Exercice:
Recopiez uniquement les lignes des entrées allant du début jusqu'à la ligne contenant "[206, 258, 275, 335]", les deux bornes incluses et les consignes comprises. Décalez de 48 chaque coordonnée des cadres donnés en réponse, sans modifier les consignes ni l'exemple de format.

Données de l'exercice:

──────

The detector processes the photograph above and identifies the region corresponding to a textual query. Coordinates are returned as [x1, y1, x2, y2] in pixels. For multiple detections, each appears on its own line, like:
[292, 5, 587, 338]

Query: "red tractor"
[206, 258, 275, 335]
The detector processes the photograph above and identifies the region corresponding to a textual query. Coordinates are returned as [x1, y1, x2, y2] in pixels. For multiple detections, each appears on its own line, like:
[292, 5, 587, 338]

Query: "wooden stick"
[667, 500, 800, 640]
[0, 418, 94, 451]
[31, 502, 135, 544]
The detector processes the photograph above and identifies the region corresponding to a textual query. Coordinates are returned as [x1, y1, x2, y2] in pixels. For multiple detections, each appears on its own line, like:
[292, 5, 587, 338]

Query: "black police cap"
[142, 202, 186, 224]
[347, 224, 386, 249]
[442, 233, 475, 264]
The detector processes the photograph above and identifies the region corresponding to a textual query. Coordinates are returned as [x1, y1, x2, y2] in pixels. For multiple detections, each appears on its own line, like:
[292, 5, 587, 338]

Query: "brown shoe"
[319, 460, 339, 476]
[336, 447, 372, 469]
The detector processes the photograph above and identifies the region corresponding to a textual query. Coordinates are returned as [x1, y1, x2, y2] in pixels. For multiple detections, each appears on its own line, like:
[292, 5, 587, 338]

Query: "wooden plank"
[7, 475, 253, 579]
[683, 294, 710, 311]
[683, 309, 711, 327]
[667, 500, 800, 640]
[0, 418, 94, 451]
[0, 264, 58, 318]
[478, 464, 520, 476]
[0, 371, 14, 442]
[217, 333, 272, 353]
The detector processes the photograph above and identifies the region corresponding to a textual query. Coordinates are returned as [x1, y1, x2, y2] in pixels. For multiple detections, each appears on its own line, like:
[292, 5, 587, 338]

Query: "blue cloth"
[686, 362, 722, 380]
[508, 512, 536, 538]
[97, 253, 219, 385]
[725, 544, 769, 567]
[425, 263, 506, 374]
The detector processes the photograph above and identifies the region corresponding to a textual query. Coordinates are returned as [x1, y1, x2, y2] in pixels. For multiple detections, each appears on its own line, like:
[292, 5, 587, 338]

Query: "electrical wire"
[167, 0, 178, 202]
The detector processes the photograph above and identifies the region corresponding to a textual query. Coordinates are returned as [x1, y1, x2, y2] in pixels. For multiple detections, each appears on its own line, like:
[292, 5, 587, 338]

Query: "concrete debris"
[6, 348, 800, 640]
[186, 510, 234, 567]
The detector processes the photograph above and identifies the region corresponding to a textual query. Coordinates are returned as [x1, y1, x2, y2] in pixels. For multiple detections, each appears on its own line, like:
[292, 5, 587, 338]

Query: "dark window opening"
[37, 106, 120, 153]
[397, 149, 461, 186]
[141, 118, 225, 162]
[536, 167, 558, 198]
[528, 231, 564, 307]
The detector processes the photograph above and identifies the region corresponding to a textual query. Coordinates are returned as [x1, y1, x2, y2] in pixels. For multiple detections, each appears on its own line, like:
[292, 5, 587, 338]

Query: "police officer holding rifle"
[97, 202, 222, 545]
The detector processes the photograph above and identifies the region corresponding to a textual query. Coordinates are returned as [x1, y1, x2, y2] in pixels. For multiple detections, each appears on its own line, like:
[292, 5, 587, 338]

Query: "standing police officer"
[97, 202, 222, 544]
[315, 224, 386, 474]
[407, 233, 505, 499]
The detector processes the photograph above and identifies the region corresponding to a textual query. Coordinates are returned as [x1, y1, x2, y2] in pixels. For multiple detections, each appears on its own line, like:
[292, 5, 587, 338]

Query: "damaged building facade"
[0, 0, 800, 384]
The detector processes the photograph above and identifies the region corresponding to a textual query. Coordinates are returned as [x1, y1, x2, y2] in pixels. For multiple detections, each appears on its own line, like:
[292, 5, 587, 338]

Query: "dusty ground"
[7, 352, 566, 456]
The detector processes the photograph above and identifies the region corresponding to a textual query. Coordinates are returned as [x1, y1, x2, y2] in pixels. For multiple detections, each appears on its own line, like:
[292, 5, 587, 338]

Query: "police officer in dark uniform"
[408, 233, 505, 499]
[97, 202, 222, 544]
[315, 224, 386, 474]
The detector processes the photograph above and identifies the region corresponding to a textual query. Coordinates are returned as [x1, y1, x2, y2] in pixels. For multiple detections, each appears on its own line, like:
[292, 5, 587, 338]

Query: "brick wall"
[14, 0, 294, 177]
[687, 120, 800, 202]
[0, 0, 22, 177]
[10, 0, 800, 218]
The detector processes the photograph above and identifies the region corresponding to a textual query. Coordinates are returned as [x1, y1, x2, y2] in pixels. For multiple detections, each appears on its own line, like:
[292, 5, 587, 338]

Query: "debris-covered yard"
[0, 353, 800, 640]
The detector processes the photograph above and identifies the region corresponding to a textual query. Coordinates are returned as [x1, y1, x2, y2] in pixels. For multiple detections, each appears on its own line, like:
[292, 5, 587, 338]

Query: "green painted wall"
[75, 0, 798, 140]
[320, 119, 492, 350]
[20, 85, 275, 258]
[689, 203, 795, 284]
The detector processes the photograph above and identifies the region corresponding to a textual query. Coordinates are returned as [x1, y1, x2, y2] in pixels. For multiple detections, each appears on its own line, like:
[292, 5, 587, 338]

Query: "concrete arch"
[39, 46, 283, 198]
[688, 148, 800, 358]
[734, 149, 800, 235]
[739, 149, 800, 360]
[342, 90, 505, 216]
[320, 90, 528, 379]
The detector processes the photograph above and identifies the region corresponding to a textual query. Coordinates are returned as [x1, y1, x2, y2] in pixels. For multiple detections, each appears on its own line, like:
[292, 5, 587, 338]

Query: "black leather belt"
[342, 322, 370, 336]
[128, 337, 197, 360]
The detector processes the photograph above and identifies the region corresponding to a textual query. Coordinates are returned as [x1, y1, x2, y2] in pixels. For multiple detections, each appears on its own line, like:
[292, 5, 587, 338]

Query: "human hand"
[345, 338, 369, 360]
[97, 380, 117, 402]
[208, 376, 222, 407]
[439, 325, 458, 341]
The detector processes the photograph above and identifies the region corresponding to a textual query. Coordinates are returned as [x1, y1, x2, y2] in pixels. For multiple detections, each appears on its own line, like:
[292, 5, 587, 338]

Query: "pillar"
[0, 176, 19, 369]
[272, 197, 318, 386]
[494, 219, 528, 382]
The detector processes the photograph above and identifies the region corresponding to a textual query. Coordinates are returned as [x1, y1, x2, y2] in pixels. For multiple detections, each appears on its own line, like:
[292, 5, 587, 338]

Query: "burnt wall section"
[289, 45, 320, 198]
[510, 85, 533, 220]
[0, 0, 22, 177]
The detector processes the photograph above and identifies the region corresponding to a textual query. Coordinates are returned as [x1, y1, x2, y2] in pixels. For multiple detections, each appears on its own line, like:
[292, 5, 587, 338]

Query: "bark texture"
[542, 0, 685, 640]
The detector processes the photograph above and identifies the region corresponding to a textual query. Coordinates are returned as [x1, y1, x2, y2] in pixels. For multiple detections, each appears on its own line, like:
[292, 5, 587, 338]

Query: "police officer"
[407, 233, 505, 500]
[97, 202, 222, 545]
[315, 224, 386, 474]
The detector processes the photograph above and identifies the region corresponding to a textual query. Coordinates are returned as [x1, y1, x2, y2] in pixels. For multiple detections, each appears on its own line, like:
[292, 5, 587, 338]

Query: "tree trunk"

──────

Réponse complète:
The detector processes the photograph above and identifies the region corresponding to a textual query. Coordinates are returned as [x1, y1, x2, y2] in pixels. For multiple detections, each appears on its own line, like:
[292, 5, 587, 338]

Query: "red tractor"
[254, 306, 323, 383]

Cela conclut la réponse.